Bacaan Sumber:
Sore ini saya mendapat undangan rapat di rumah Pak RT. Tidak melalui surat, melainkan – seperti biasanya – didatangi door to door oleh Mang Uci, anggota Hansip di lingkungan kami. Menurut Mang Uci, saat saya tanya, agenda rapat kali ini adalah merundingkan perbaikan rumah Ma Unah, seorang janda tua yang termasuk RTM (Rumah Tangga Miskin), dan sudah jompo lagi.
Sehabis shalat Asar, saya menuju rumah ketua RT yang hanya terhalang empat rumah, di sebelah timur rumah saya. Di tengah jalan saya berpapasan dengan Kang Dodo yang seperti terburu-buru.
“Lho kenapa balik lagi. Apa rapatnya sudah selesai, Kang ?” tanya saya.
“Belum. Malahan yang hadir baru ada beberapa orang saja, “ jawab Kang Dodo, “ Iya.Soalnya saya ada keperluan lain. Mau mengantarkan si bungsu ke dokter. Tapi tadi saya sudah tandatangan di daptar hadir. Artinya keberadaan saya sudah diakui,”lanjutnya.
“Maksud Akang ?”
“Wah, ketinggalan jaman Bapak ini,” kata Kang Dodo sambil tertawa, “Seperti yang saya baca di koran, bahwa yang namanya peserta rapat, tidak perlu mengikuti jalannya rapat. Dengan hanya membubuhkan tandatangan di daptar hadir saja sudah dianggap memiliki hak suara koq. Sebagaimana aturan Tata-tertib DPR sekarang.”
Saya terhenyak.
Betapa cepatnya rakyat menyerap, dan langsung ikut pula menerapkan aturan tata tertib yang diberlakukan sekarang di DPR.

[Entri dari set data anotasi]
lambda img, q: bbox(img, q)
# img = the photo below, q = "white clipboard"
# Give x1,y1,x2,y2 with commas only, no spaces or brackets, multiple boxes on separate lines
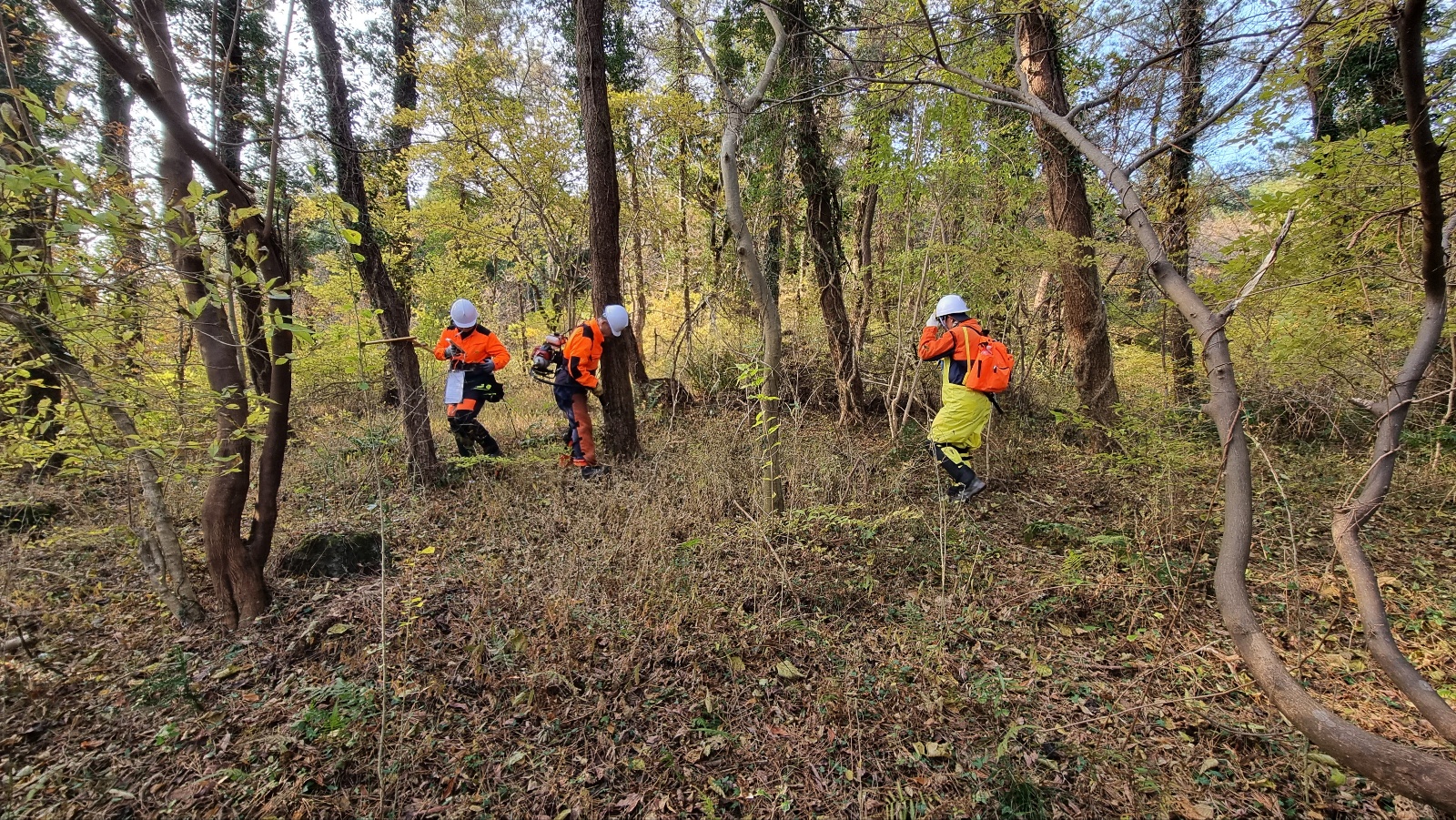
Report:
446,370,464,405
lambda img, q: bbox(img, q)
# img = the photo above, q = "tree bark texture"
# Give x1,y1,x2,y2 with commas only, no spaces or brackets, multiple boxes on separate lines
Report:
784,0,864,424
386,0,420,160
1334,0,1456,743
93,0,147,374
0,303,206,623
1163,0,1206,402
133,0,272,628
575,0,642,458
51,0,293,626
303,0,441,482
1019,5,1118,444
1001,34,1456,813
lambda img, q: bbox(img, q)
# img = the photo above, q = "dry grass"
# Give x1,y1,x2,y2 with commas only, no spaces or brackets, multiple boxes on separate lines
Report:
0,398,1456,818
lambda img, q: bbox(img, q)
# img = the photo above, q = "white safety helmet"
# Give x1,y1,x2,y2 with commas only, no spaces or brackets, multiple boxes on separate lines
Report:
602,304,629,337
935,293,971,319
450,299,480,329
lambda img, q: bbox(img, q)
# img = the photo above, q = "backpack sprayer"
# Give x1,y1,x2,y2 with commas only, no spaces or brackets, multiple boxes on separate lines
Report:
530,333,565,384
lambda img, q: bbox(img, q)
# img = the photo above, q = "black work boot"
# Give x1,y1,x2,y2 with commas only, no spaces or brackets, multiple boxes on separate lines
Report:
475,429,500,456
450,430,475,459
949,469,986,502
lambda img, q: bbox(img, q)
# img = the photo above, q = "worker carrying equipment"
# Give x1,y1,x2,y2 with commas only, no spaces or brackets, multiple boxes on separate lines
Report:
550,304,629,478
435,299,511,456
917,294,1015,501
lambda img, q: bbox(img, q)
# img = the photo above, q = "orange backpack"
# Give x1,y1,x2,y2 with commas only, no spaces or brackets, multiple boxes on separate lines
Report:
956,325,1016,393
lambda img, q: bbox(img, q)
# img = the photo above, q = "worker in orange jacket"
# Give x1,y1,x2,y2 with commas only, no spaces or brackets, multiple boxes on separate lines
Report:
917,294,992,501
435,299,511,456
551,304,628,478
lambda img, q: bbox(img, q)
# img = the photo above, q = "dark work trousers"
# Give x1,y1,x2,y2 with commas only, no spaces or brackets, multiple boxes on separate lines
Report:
551,374,597,468
446,370,500,456
930,441,976,494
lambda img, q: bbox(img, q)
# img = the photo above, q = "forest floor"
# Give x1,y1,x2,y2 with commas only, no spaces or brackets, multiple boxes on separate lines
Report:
0,400,1456,820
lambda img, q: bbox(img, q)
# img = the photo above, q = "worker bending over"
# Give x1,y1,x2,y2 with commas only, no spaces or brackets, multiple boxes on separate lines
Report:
551,304,628,478
435,299,511,456
919,294,992,501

Yang Perlu Dikerjakan:
1. Menurut Mang Uci dalam cerita rapat RT, apa agenda rapat di rumah Pak RT?
2. Salin dari cerita rapat RT bagian mulai "Sehabis shalat Asar, saya" sampai dengan "Saya terhenyak." tanpa mengubah satu kata pun.
3. Ringkas paragraf cerita rapat RT yang diawali "Sore ini saya mendapat undangan" tanpa menghilangkan fakta utamanya.

Jawaban Akhir:
1. Merundingkan perbaikan rumah Ma Unah, seorang janda tua yang termasuk Rumah Tangga Miskin dan sudah jompo.

2.
Sehabis shalat Asar, saya menuju rumah ketua RT yang hanya terhalang empat rumah, di sebelah timur rumah saya. Di tengah jalan saya berpapasan dengan Kang Dodo yang seperti terburu-buru.
“Lho kenapa balik lagi. Apa rapatnya sudah selesai, Kang ?” tanya saya.
“Belum. Malahan yang hadir baru ada beberapa orang saja, “ jawab Kang Dodo, “ Iya.Soalnya saya ada keperluan lain. Mau mengantarkan si bungsu ke dokter. Tapi tadi saya sudah tandatangan di daptar hadir. Artinya keberadaan saya sudah diakui,”lanjutnya.
“Maksud Akang ?”
“Wah, ketinggalan jaman Bapak ini,” kata Kang Dodo sambil tertawa, “Seperti yang saya baca di koran, bahwa yang namanya peserta rapat, tidak perlu mengikuti jalannya rapat. Dengan hanya membubuhkan tandatangan di daptar hadir saja sudah dianggap memiliki hak suara koq. Sebagaimana aturan Tata-tertib DPR sekarang.”
Saya terhenyak.

3. Saya diundang ke rapat di rumah Pak RT. Undangan itu tidak melalui surat, tetapi disampaikan langsung dari rumah ke rumah oleh Mang Uci, anggota Hansip setempat. Rapat itu akan membahas perbaikan rumah Ma Unah, janda tua jompo yang tergolong Rumah Tangga Miskin (RTM).